## Document text
Indore (Madhya Pradesh): Calling upon higher education institutions to ensure that all seats in their campuses are filled, University Grants Commission (UGC) chairman Prof Mamidala Jagadesh Kumar here on Monday said that every seat that goes vacant is a national waste.
“We cannot let any seat go waste. We should encourage students to come to our institutions,” he said while addressing the inaugural session of NSIL-2023 where VCs and directors from different institutions were present.
National Summit of Institutional Leaders (NSIL), jointly organised by Vidya Bharati Institute of Higher Education and Devi Ahilya Vishwavidyalaya kick-started on a promising note on Monday.
Union minister of state for education Subhas Sarker was chief guest and Kumar, State’s higher education minister Mohan Yadav, Vidya Bharati Institute president Kailash Chandra Sharma, DAVV vice-chancellor Prof Renu Jain shared the dais with him.
Addressing the gathering, Kumar said that today’s students are tech-savvy and it’s the teachers who have to rise to the occasion.
On the issue of research, Kumar said that research funding is highly competitive and that around 75 to 80 per cent of project proposals prepared by teachers are rejected because of poor quality or poor objectives of the project proposals.
“Institution leaders are not putting enough effort to train their teachers to be able to write successful project proposals,” he said.
The UGC chairman said that recently they have issued guidelines for the formation of R&D cells in universities and colleges.
“It shouldn’t be just a mechanical formation of R&D cell but it should be a vibrant centre in the university organising workshops for young faculties to train them to write successful project proposals, to give them information about announcements regarding project funding, train them how to run a project, how to do the purchasing and how to submit utilization certificates,” he said.
On G20 Presidency, Kumar said, “G20 represents almost 60% of the global population, it represents nearly 74% of global trade and nearly 90% of patents are generated in these G20 countries. That’s why India's assuming G20 Presidency is an important event.”
Noting that India has the third largest ecosystem for start-ups in the world, he stated that the country has close to 88,000 start-up companies and more than 100 unicorns. “More than 47 per cent of start-up companies belong to females,” he stated.
“Through NEP-2020,” Kumar said, “we are trying to bring a lot of transformation in education.”
“To implement NEP-2020, there is a need for funding to build our infrastructure, train our teachers, and provide better research facilities in our colleges and universities. There is no doubt about that. The good thing about NEP is that the majority of its components can be implemented by simply transforming our attitude towards education. If the leadership in the institution takes the first step, and sits with its teachers and students and discusses NEP, then the majority of the components can be implemented,” he said.
Implement ABC without any delay: Kumar
Describing the Academic Bank of Credits (ABC) as being exceptionally important, Kumar said that when foreign teams visit UGC and they tell the visitors about ABC they (the visitors) feel their country should also have such a system.

## Questions to answer
- a) In the article on the UGC chairman's remarks, what share of project proposals prepared by teachers does Kumar say is rejected?
- b) According to the article on the UGC chairman's remarks, why does Kumar consider India's G20 Presidency an important event?
- c) In the article on the UGC chairman's remarks, reproduce the passage that begins at "Union minister of" and stops after "the project proposals.", substituting "faculty members" for "teachers".
Answer using only the text.

## Provided records

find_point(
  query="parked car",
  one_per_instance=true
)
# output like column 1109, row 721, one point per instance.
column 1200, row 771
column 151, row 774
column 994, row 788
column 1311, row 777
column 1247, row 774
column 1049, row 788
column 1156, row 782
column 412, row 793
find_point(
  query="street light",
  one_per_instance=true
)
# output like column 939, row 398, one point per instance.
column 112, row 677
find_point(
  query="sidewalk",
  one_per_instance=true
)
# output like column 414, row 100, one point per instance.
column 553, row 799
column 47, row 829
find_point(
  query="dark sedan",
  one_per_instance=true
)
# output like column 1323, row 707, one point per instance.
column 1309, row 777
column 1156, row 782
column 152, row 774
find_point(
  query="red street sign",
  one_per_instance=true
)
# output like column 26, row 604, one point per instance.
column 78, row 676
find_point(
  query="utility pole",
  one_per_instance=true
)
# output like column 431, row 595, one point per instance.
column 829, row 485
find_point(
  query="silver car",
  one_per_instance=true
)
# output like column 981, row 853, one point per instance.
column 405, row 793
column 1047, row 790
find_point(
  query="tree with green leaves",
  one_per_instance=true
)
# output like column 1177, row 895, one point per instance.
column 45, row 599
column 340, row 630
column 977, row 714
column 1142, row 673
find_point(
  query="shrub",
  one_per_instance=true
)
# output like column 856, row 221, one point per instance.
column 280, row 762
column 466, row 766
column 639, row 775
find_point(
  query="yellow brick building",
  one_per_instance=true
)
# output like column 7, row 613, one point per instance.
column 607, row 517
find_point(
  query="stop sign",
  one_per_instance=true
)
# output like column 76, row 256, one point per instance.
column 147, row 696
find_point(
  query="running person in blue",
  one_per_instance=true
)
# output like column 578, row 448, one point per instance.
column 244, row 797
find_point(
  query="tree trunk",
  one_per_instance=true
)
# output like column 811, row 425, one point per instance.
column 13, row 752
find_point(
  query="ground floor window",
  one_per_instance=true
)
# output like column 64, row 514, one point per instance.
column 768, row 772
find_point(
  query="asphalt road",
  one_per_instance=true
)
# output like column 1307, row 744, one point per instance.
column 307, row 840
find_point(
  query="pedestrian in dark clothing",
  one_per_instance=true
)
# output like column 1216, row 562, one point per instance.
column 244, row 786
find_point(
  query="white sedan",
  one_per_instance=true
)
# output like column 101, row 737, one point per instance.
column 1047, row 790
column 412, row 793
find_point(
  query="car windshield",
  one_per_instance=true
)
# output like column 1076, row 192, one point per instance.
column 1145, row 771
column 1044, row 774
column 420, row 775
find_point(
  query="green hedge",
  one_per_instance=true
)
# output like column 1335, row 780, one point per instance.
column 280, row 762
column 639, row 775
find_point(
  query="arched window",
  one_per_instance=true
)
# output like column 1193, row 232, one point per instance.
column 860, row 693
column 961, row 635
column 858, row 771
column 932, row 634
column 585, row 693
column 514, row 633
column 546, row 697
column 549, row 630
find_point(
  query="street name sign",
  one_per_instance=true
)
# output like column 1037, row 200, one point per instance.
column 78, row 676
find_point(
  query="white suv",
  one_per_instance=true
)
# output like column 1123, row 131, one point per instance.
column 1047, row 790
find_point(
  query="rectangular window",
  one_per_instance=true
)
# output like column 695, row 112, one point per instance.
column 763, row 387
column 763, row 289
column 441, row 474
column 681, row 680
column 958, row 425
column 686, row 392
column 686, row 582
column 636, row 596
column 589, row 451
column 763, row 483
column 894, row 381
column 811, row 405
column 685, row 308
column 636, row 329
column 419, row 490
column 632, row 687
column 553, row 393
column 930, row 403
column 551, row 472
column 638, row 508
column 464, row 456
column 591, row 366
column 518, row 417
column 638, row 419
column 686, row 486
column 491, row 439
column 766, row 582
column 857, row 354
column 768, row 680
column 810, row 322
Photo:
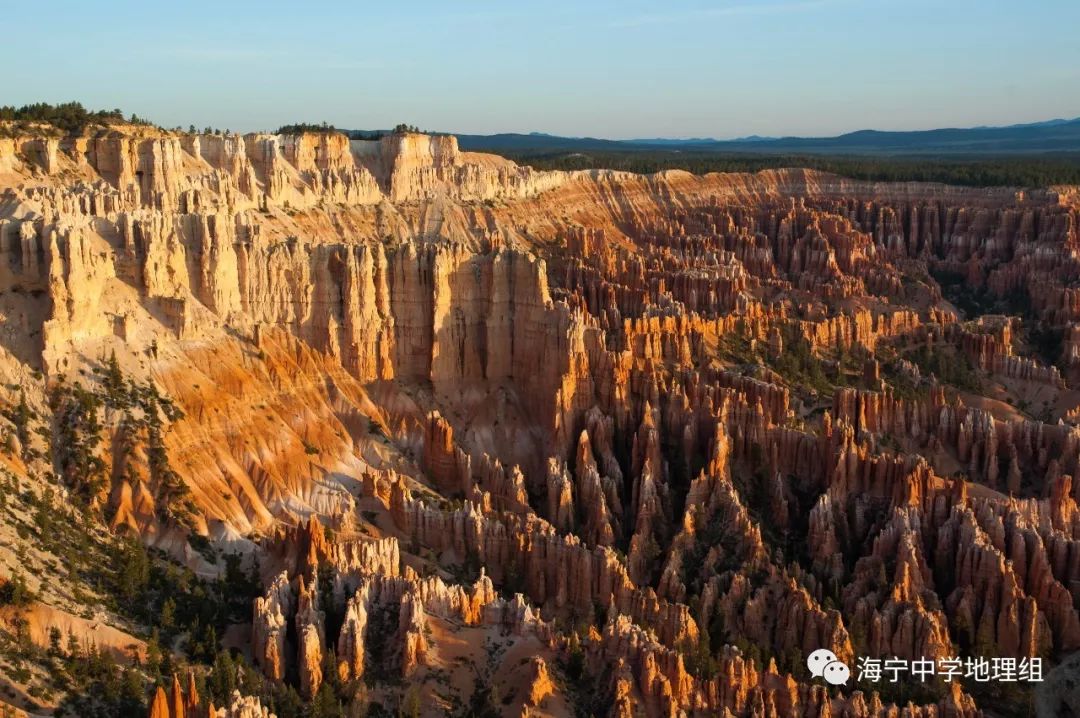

## Written answers
- a) Around 75 to 80 percent.

- b) Kumar says the G20 represents almost 60% of the global population and nearly 74% of global trade. He adds that nearly 90% of patents are generated in G20 countries.

- c)
Union minister of state for education Subhas Sarker was chief guest and Kumar, State’s higher education minister Mohan Yadav, Vidya Bharati Institute president Kailash Chandra Sharma, DAVV vice-chancellor Prof Renu Jain shared the dais with him.
Addressing the gathering, Kumar said that today’s students are tech-savvy and it’s the faculty members who have to rise to the occasion.
On the issue of research, Kumar said that research funding is highly competitive and that around 75 to 80 per cent of project proposals prepared by faculty members are rejected because of poor quality or poor objectives of the project proposals.